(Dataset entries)
=== Section Start ===
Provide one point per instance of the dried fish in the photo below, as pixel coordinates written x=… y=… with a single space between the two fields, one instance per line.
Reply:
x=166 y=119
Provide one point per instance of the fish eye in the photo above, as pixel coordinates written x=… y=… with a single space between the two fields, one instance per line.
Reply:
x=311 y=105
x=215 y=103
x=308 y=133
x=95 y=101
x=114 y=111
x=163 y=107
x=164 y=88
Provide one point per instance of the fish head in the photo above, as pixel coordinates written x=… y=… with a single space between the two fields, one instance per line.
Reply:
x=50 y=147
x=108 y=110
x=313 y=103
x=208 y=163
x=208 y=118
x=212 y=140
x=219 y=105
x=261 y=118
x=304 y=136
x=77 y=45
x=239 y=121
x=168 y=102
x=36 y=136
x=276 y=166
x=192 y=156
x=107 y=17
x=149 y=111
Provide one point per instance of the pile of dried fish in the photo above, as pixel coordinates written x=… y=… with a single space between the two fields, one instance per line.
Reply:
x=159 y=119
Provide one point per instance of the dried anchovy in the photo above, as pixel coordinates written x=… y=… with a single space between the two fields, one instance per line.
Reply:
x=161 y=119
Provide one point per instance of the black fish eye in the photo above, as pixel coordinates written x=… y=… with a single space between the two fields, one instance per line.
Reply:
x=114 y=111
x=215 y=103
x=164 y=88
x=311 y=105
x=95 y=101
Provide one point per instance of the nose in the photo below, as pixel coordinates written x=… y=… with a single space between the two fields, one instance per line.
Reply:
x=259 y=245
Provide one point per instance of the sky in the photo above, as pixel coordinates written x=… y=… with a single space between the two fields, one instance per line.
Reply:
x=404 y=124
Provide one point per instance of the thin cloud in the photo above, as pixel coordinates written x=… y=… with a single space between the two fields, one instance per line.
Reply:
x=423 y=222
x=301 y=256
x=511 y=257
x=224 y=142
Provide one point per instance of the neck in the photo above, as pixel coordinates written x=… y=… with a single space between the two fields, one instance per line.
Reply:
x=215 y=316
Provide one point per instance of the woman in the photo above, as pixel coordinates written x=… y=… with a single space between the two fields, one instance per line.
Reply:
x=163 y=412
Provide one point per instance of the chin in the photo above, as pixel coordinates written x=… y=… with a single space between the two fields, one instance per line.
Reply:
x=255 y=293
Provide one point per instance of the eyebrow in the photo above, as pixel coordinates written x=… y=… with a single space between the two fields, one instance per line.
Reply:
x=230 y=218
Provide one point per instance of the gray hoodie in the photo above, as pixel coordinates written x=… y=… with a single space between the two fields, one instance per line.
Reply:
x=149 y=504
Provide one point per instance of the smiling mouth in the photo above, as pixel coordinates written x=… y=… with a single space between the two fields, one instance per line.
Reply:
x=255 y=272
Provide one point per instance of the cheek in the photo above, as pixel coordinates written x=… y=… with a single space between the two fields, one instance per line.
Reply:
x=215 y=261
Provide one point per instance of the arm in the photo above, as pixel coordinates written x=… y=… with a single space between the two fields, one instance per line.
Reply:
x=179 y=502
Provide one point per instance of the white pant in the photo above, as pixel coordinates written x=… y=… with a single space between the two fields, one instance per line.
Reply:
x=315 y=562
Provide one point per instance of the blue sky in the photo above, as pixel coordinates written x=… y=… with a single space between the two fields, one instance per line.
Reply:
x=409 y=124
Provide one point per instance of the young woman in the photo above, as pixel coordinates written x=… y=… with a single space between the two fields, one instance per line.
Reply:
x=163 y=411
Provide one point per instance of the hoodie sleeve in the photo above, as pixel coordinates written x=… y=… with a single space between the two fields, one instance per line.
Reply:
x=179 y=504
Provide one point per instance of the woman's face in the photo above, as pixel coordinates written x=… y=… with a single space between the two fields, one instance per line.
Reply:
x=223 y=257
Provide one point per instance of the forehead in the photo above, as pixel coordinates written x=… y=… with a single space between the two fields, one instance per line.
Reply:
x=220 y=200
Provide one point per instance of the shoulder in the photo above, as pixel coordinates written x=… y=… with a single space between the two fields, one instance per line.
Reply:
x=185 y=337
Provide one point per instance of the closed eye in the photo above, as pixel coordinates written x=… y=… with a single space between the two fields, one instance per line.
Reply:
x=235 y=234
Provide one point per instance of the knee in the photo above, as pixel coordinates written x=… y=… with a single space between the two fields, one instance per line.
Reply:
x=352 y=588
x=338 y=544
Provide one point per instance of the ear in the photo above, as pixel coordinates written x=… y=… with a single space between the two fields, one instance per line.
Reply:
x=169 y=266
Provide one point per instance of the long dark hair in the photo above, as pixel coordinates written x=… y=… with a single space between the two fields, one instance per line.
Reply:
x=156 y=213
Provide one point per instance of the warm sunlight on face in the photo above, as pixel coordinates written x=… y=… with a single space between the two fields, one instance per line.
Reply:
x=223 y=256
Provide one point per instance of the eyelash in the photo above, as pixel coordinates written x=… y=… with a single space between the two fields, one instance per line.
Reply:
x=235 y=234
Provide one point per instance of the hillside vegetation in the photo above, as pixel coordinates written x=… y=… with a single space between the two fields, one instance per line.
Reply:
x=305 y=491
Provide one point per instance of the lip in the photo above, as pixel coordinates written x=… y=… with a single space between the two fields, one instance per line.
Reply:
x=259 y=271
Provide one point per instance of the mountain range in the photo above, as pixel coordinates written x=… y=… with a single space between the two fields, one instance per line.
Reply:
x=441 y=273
=== Section End ===
● **Aim of the task**: Determine how many lines of the records above hold the word "dried" and give the number with nothing added.

● **Answer for this exercise**: 3